§ **Exercise details**:
Send every record back word for word.

[Collected data]
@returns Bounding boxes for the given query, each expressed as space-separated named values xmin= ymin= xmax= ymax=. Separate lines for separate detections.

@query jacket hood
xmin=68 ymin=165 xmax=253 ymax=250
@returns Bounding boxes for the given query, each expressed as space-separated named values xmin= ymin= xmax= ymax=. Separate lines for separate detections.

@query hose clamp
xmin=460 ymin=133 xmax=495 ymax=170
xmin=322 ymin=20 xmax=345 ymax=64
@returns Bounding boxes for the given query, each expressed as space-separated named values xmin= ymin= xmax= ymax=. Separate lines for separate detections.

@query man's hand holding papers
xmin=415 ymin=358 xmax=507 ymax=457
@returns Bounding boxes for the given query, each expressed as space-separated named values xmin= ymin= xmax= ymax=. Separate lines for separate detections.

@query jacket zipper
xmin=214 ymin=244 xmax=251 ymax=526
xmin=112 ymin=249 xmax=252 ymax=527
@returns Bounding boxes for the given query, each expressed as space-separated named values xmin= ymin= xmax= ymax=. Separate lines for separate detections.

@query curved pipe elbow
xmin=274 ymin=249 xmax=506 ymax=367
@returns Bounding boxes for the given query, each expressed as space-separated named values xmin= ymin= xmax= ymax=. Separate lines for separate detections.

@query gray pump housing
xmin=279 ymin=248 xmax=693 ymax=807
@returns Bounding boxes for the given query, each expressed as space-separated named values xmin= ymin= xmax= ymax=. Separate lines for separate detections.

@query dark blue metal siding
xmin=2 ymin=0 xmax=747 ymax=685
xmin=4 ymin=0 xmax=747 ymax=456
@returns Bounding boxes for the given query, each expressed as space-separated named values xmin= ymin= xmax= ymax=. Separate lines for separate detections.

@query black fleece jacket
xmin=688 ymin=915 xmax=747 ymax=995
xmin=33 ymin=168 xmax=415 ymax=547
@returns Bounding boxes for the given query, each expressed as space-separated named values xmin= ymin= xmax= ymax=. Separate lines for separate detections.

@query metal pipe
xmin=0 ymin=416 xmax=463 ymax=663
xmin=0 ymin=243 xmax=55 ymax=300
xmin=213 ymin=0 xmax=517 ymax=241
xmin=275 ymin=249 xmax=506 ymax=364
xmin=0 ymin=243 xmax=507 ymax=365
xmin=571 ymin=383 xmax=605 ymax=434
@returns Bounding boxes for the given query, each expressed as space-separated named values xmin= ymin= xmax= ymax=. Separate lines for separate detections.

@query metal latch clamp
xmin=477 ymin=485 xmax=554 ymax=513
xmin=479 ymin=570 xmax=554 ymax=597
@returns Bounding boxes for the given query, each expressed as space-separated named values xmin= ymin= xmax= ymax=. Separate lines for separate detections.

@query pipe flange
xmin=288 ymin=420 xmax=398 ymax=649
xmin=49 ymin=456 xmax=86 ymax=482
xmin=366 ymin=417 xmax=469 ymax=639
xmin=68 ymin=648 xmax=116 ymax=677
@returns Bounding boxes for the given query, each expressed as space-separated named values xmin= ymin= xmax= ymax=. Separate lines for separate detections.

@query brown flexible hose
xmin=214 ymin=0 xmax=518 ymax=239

§ **Your response**:
@returns Bounding boxes for the given query, each expressed as space-separated named values xmin= ymin= xmax= ymax=. Separate lines for separate detections.

@query jacket hood
xmin=68 ymin=165 xmax=253 ymax=250
@returns Bounding boxes for the given query, each expressed as space-separated named values xmin= ymin= xmax= ymax=. Separate lines for separate detections.

@query hose clamp
xmin=460 ymin=133 xmax=495 ymax=170
xmin=322 ymin=20 xmax=345 ymax=64
@returns Bounding boxes for the given query, each expressed as space-separated named values xmin= ymin= xmax= ymax=. Separate lines for separate detections.

@query man's hand holding papers
xmin=415 ymin=358 xmax=507 ymax=457
@returns Bounding boxes for the given query, each expressed as space-separated named values xmin= ymin= xmax= ymax=. Separate lines for separate detections.

@query jacket zipper
xmin=214 ymin=244 xmax=251 ymax=526
xmin=112 ymin=249 xmax=252 ymax=527
@returns Bounding boxes for the given query, each expressed as space-separated named values xmin= ymin= xmax= ymax=. Separate lines for separate detections.

@query curved pipe elbow
xmin=274 ymin=249 xmax=506 ymax=367
@returns Bounding boxes for the given query, each expressed as space-separated named values xmin= ymin= xmax= ymax=. Separate lines for separate detections.

@query gray pump housing
xmin=279 ymin=248 xmax=693 ymax=807
@returns Bounding boxes for the given query, each expressed as space-separated named values xmin= ymin= xmax= ymax=. Separate lines for separate detections.

@query dark blue metal siding
xmin=2 ymin=0 xmax=747 ymax=685
xmin=4 ymin=0 xmax=747 ymax=456
@returns Bounding boxes for the given query, each expressed as space-separated named values xmin= ymin= xmax= ymax=. Separate lines for separate detections.

@query black fleece jacket
xmin=688 ymin=915 xmax=747 ymax=995
xmin=33 ymin=168 xmax=415 ymax=547
@returns Bounding boxes for the given query, each expressed as space-separated named values xmin= ymin= xmax= ymax=. Separate lines for separate detections.

@query metal pipe
xmin=0 ymin=416 xmax=463 ymax=663
xmin=0 ymin=243 xmax=55 ymax=300
xmin=213 ymin=0 xmax=517 ymax=241
xmin=275 ymin=249 xmax=506 ymax=364
xmin=0 ymin=243 xmax=507 ymax=365
xmin=571 ymin=383 xmax=605 ymax=434
@returns Bounding boxes for the given query, each expressed as space-separated named values xmin= ymin= xmax= ymax=. Separate lines for separate detections.

@query metal latch clamp
xmin=477 ymin=485 xmax=554 ymax=513
xmin=479 ymin=570 xmax=554 ymax=597
@returns Bounding boxes for the given query, each expressed as space-separated named values xmin= ymin= xmax= ymax=. Separate lines for separate detections.

@query pipe flange
xmin=288 ymin=420 xmax=398 ymax=649
xmin=49 ymin=456 xmax=86 ymax=482
xmin=366 ymin=417 xmax=469 ymax=639
xmin=68 ymin=648 xmax=116 ymax=677
@returns Bounding boxes for the given query, each expressed as space-separated named values xmin= ymin= xmax= ymax=. Separate lines for separate detections.

@query brown flexible hose
xmin=214 ymin=0 xmax=518 ymax=239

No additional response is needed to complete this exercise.